╭─ Entries provided

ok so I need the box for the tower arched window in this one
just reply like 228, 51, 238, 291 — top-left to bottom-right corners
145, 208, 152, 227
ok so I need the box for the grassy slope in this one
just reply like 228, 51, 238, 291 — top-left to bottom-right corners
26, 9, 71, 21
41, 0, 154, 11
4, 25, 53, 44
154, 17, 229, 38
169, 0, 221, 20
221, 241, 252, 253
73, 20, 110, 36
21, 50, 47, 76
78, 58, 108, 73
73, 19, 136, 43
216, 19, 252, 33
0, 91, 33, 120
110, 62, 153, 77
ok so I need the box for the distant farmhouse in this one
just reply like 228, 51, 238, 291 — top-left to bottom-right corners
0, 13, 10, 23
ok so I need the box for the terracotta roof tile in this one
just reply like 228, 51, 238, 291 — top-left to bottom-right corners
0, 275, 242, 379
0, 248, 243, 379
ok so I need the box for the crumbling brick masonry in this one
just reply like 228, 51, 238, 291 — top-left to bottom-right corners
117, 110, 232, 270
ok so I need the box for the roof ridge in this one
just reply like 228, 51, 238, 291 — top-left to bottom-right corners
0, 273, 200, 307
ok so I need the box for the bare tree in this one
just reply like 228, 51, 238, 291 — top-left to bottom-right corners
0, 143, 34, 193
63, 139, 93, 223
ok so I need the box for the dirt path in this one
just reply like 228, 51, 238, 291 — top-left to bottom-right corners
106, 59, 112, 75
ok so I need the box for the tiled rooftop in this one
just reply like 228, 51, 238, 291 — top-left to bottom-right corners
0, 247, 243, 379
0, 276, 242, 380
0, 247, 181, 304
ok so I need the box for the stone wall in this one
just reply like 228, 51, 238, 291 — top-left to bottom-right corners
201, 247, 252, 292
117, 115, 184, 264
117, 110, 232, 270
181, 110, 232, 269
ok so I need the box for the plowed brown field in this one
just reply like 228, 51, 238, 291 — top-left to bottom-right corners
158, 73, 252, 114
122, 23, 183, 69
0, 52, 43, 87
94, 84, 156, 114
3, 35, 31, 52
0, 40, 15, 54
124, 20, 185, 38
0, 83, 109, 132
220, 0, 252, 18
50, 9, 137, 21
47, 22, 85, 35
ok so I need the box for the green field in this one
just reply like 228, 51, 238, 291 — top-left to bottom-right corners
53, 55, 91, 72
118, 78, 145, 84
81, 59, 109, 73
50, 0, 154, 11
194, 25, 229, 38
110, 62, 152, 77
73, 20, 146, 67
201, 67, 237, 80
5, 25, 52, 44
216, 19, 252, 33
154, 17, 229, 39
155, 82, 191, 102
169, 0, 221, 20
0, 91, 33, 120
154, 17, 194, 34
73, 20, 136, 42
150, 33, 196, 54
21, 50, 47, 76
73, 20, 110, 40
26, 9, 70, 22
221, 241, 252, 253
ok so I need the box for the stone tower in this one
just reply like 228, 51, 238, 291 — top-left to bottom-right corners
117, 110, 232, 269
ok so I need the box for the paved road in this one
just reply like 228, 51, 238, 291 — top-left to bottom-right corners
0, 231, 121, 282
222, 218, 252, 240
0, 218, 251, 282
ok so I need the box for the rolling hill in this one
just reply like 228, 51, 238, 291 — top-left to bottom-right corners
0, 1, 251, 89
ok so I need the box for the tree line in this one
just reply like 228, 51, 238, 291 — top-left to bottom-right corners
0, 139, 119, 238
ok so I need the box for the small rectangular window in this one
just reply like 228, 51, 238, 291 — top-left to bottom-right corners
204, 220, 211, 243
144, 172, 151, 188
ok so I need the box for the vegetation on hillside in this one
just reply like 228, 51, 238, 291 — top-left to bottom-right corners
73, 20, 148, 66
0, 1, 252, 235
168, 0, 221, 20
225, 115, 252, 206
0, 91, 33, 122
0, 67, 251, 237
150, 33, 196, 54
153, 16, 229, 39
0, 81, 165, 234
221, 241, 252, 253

╰─

:: Task prompt ::
The whole listing needs repeating. Match each line exactly.

:: Output ::
ok so I need the box for the tower arched window in this one
just reply like 228, 51, 238, 291 — top-left to bottom-right corners
145, 208, 152, 227
ok so I need the box for the grassy slope in this one
just reply like 228, 51, 238, 291 — top-left to bottom-right corners
26, 9, 71, 21
41, 0, 154, 11
4, 25, 53, 44
154, 17, 229, 38
169, 0, 221, 20
221, 241, 252, 253
73, 20, 110, 36
21, 50, 47, 76
78, 58, 108, 73
73, 19, 136, 43
216, 19, 252, 33
0, 91, 33, 120
110, 62, 153, 77
ok so I need the box for the distant farmhouse in this one
just reply like 228, 51, 238, 291 — top-left to bottom-right corners
0, 13, 10, 23
ok so I need the box for the terracotta roof tile in this one
just reply like 228, 51, 238, 291 — top-left to bottom-right corners
0, 275, 242, 379
0, 248, 243, 379
ok so I need the box for the crumbling brick masonry in this one
just reply like 228, 51, 238, 291 — top-left to bottom-right corners
117, 110, 232, 270
ok so I need the box for the roof ridge in this one
just reply like 228, 51, 238, 291 — top-left to bottom-right corners
0, 273, 200, 307
ok so I need the box for the bare tree in this one
just reply like 228, 51, 238, 291 — top-left to bottom-right corners
0, 143, 34, 193
63, 139, 93, 223
ok so I need the box for the dirt path in this one
just reply like 228, 51, 238, 291 — top-left to bottom-right corners
106, 59, 112, 75
ok so I need the box for the tiled rooftop in this one
just reply like 228, 51, 238, 291 — top-left to bottom-right corners
0, 247, 243, 379
0, 276, 242, 380
0, 247, 181, 304
ok so I need the box for the stone wall in this one
just reply like 228, 51, 238, 291 — top-left to bottom-right corners
201, 247, 252, 292
117, 115, 184, 264
117, 110, 232, 270
181, 110, 232, 269
ok so I need the box for the plowed brown field in this one
just reply like 228, 51, 238, 291 — top-left to bottom-right corners
158, 73, 252, 114
122, 23, 183, 69
0, 52, 43, 87
94, 84, 156, 114
3, 35, 31, 52
0, 40, 15, 54
124, 20, 185, 38
0, 83, 109, 132
220, 0, 252, 18
50, 9, 137, 21
47, 22, 85, 35
ok so I need the box for the green field in this one
just reply like 228, 51, 238, 291 — top-left to bottom-right corners
53, 55, 91, 72
118, 78, 145, 84
81, 59, 109, 73
50, 0, 154, 11
194, 25, 229, 38
110, 62, 152, 77
73, 20, 146, 67
201, 67, 237, 80
5, 25, 52, 44
216, 19, 252, 33
154, 17, 229, 39
155, 82, 191, 102
169, 0, 221, 20
0, 91, 33, 120
154, 17, 194, 34
73, 20, 136, 42
150, 33, 196, 54
21, 50, 47, 76
73, 20, 110, 40
26, 9, 70, 22
221, 241, 252, 253
ok so I need the box for the stone tower in this one
just reply like 228, 51, 238, 291 — top-left to bottom-right corners
117, 110, 232, 269
ok so I need the box for the paved road in this one
just reply like 228, 51, 238, 291 — top-left to bottom-right corners
0, 231, 121, 282
222, 218, 252, 240
0, 218, 251, 282
ok so I need the box for the rolling hill in this one
just reply like 228, 51, 238, 291 — top-left to bottom-right corners
0, 1, 251, 89
ok so I need the box for the tree line in this one
just reply like 228, 51, 238, 291 — top-left to bottom-right corners
0, 139, 119, 238
ok so I need the box for the small rectangular window in this one
just reply like 228, 51, 238, 291 — top-left to bottom-right corners
204, 220, 211, 243
144, 172, 151, 188
ok so I need the box for the vegetation on hillside in this one
just reply like 228, 51, 238, 291 — top-left to bottom-right corners
73, 20, 148, 66
0, 1, 252, 235
168, 0, 221, 20
225, 115, 252, 206
0, 91, 33, 122
0, 67, 251, 237
150, 33, 196, 54
153, 16, 229, 39
0, 81, 165, 234
221, 241, 252, 253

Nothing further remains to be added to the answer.